Report the lines of the material that carry the string "this".
════════
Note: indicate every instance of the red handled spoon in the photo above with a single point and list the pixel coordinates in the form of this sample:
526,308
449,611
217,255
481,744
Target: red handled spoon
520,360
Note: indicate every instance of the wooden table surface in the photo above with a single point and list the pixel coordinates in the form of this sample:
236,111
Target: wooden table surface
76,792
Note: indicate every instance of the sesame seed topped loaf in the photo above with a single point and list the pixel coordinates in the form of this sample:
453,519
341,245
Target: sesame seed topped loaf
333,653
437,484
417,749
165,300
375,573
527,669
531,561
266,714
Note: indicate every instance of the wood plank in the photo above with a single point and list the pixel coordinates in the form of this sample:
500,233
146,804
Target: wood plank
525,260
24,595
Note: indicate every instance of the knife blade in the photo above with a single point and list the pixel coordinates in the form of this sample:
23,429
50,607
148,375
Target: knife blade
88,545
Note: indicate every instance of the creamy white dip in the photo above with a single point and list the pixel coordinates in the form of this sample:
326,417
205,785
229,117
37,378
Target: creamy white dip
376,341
════════
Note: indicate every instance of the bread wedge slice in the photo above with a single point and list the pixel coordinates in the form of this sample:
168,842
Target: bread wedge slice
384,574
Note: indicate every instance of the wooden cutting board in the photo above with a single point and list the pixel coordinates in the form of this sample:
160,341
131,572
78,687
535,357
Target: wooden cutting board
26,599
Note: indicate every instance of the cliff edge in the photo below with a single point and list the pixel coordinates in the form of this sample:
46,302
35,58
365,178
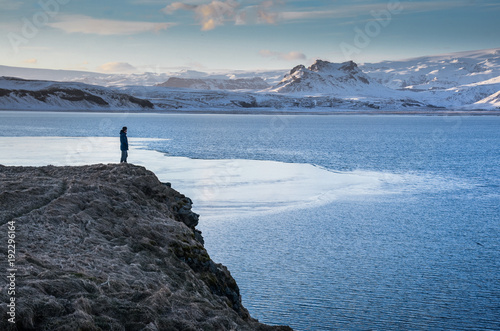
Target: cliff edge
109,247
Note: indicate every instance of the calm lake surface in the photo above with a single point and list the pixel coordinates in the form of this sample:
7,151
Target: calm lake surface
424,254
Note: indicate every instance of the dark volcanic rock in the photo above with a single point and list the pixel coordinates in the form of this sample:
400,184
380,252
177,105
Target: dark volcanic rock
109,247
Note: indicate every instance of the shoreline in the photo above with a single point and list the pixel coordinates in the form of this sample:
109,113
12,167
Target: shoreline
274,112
════════
> _YOUR SOLUTION_
Note: indicate every instance of the red handled spoon in the photo above with a single point and list the pixel coordinates in the form of this sample:
Note: indicate every instance of the wooden table surface in the photo above with a single point and list the pixel coordinates in the form of this sample:
Note: indicate every instance of the sesame seed topped loaf in the photo above with a single point and list the pixel coordinates in the form of this sample:
Note: indicate every instance of the wood plank in the photo above with a single point and list the pixel coordinates in the form of this sample:
Note: indicate every instance of the knife blade in the photo above with a single point and list the pixel coordinates in the form of this sample:
Note: indicate every instance of the creamy white dip in the photo above with a single point and list the pixel coordinates in the form of this sample:
Note: indicate every instance of the bread wedge slice in the photo above with a single point and list the pixel coordinates in the form of this sample:
Note: indicate every instance of the wooden cutting board in the photo above with a single point and list the pixel coordinates in the form of this sample:
Note: indicate every instance of the cliff edge in the photo below with a single point and list the pixel coordinates in the form of this sample:
Note: indicate every instance of the calm lake surface in the photo above with a single point and list the pixel coordinates in the form of this sample:
Note: indicate every instance of the dark volcanic rock in the photo above with a single point and list the pixel coordinates in the form of this sample:
Note: indicate every instance of the shoreline in the photo above with a single point and list the pixel coordinates in the form of this sample:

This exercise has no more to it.